## Exercise task
Can you render every line of the records below as a numbered list, leaving out any blank lines?

(Saved entries)
+++
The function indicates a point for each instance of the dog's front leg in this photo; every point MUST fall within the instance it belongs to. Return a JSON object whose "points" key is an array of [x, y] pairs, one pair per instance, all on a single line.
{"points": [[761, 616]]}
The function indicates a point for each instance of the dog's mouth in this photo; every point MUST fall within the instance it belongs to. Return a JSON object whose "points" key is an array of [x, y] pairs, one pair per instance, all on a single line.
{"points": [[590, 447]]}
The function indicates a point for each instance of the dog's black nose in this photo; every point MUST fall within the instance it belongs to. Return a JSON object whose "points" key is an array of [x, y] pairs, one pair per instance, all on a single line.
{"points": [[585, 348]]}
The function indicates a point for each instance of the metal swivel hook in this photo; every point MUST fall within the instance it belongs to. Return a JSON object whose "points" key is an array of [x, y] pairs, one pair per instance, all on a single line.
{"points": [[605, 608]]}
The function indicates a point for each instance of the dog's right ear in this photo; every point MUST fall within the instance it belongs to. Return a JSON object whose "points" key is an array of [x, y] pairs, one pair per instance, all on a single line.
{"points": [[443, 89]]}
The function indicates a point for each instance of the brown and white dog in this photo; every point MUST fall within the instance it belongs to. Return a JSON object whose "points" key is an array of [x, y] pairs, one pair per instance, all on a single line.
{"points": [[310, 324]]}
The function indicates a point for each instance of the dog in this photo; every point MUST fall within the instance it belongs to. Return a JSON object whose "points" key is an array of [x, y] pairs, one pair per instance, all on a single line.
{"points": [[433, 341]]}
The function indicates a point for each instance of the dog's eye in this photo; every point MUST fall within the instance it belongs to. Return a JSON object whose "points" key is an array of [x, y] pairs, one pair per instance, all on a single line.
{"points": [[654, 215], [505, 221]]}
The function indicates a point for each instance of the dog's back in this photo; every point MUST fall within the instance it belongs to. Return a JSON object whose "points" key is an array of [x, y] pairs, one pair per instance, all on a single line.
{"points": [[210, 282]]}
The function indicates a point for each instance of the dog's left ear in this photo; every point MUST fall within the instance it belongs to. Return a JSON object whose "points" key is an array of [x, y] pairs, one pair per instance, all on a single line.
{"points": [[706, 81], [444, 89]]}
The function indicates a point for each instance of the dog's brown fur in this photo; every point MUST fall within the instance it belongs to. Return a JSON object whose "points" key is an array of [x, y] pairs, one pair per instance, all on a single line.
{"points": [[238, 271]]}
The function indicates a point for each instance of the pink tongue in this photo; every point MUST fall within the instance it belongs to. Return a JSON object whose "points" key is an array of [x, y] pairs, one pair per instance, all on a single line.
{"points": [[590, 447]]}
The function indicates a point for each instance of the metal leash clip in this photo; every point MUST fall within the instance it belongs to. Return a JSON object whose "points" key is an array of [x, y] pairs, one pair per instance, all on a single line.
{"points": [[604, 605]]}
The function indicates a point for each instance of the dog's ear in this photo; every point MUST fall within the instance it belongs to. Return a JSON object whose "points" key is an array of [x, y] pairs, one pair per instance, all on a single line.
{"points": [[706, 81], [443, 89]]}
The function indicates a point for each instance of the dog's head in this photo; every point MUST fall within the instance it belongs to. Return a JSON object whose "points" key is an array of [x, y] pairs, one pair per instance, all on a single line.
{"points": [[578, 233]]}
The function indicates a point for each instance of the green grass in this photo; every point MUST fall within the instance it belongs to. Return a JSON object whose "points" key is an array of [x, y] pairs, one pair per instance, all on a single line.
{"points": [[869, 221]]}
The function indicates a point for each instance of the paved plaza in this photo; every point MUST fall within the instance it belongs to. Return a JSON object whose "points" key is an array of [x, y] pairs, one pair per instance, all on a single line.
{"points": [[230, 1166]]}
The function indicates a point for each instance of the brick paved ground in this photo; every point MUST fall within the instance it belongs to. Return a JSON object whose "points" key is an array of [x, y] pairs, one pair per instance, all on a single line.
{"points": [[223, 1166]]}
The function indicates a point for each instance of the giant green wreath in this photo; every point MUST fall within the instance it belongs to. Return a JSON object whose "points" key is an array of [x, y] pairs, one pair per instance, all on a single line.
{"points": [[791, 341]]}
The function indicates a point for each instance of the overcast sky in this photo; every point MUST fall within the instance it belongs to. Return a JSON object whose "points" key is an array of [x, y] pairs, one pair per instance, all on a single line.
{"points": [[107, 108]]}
+++
## Task response
1. The function indicates a point for each instance of the dog's front leg in this photo; every point MUST fall within the instance it belongs to. Return a JSON object whose "points" key is an array of [x, y] pairs, one pair per instance, all on a single line.
2. {"points": [[761, 616]]}
3. The function indicates a point for each instance of the dog's mouth in this photo; every point MUST fall within the instance it belongs to. Return a JSON object whose "points" key is an array of [x, y] pairs, one pair per instance, all on a single line.
4. {"points": [[590, 447]]}
5. The function indicates a point for each instance of the dog's black nose in this photo; every point MUST fall within the instance it belongs to. Return a JSON object whose "points" key is an array of [x, y] pairs, one pair per instance, all on a single line.
6. {"points": [[585, 348]]}
7. The function indicates a point for each instance of the metal swivel hook in this photo; every point MUST fall within the instance it belongs to. Return a JSON object whose "points" key is an array of [x, y] pairs, one pair per instance, all on a single line.
8. {"points": [[605, 608]]}
9. The function indicates a point for each instance of the dog's right ear in this photo; every point MUST fall within the instance it belongs to. Return a JSON object whose "points" key is an array of [x, y] pairs, one pair per instance, all on a single line.
10. {"points": [[443, 89]]}
11. The function indicates a point for each instance of the brown and white dog in this photo; every point MUST fall within the instance it belongs to. Return a JSON object whose "points" key is an array of [x, y] pairs, one pair per instance, all on a single line.
12. {"points": [[310, 324]]}
13. The function indicates a point for each instance of the dog in this photo; every point MUST fall within the instance it belongs to. Return a JSON object whose "points" key is an array of [x, y] pairs, one pair per instance, all on a single line.
14. {"points": [[433, 341]]}
15. The function indicates a point for each instance of the dog's eye in this photo; every point MUST fall within the instance it belongs to. Return a JSON object whose "points" key is an array of [x, y] pairs, one pair per instance, all on a single line.
16. {"points": [[654, 215], [505, 221]]}
17. The function indicates a point for each instance of the dog's back in this photo; every point MUST fall within the instance it belongs to. Return a JSON object whose "points" key is an array of [x, y] pairs, one pair per instance, all on a single line.
18. {"points": [[210, 282]]}
19. The function indicates a point for each instance of the dog's left ear in this photo; every point MUST fall within the instance it belongs to. Return a JSON object whose "points" key is an array of [x, y] pairs, one pair per instance, all on a single line.
20. {"points": [[706, 81], [444, 89]]}
21. The function indicates a point for each instance of the dog's brown fur in this photo; every point MUST fall within the instance it belongs to. Return a JSON object whose "points" key is an array of [x, y] pairs, one pair per instance, all on a single line.
22. {"points": [[238, 271]]}
23. The function indicates a point for each instance of the pink tongue in this photo; every point MUST fall within the instance it belongs to. Return a JSON object whose "points" key is an array of [x, y] pairs, one pair per instance, all on a single line.
24. {"points": [[590, 447]]}
25. The function indicates a point for each instance of the metal leash clip in this photo; every point MUST fall within the instance it belongs to. Return a JSON object whose "points" key is an array of [x, y] pairs, one pair per instance, all on a single line.
26. {"points": [[604, 605]]}
27. The function indicates a point for each instance of the dog's ear in this photo; every point MUST fall within the instance it belongs to. Return a JSON object whose "points" key is an array of [x, y] pairs, one pair per instance, all on a single line.
28. {"points": [[706, 81], [443, 89]]}
29. The function indicates a point for each instance of the dog's head in this photo; every point MUST fall within the instance it belongs to. Return a JSON object whose "points" key is an array of [x, y] pairs, one pair per instance, all on a single line.
30. {"points": [[578, 233]]}
31. The function indicates a point for each instance of the green grass in this photo; every point MUST fall within the instance it belongs to. Return a JSON object whose "points" key is an array of [x, y] pairs, one pair per instance, all on a single line.
32. {"points": [[869, 221]]}
33. The function indicates a point for each instance of the paved plaza in this photo; every point MUST fall within the instance it belongs to. Return a JSON object whose "points" key is an array of [x, y] pairs, one pair per instance, all on a single line.
34. {"points": [[230, 1166]]}
35. The function indicates a point for each instance of the brick paved ground in this photo; every point MUST fall within the instance it belongs to. Return a JSON object whose "points" key is an array of [x, y] pairs, one pair per instance, all on a single line.
36. {"points": [[223, 1166]]}
37. The function indicates a point for each instance of the giant green wreath in this photo; every point MUST fall within the instance it belongs to. Return a JSON object whose "points" key is an array of [x, y] pairs, one pair per instance, all on a single line.
38. {"points": [[791, 341]]}
39. The function indicates a point for each instance of the overcast sky in this photo; every point MUST fall within the instance it belongs to. Return a JSON object whose "points" key is an array of [x, y] pairs, one pair per instance, all on a single line.
40. {"points": [[107, 108]]}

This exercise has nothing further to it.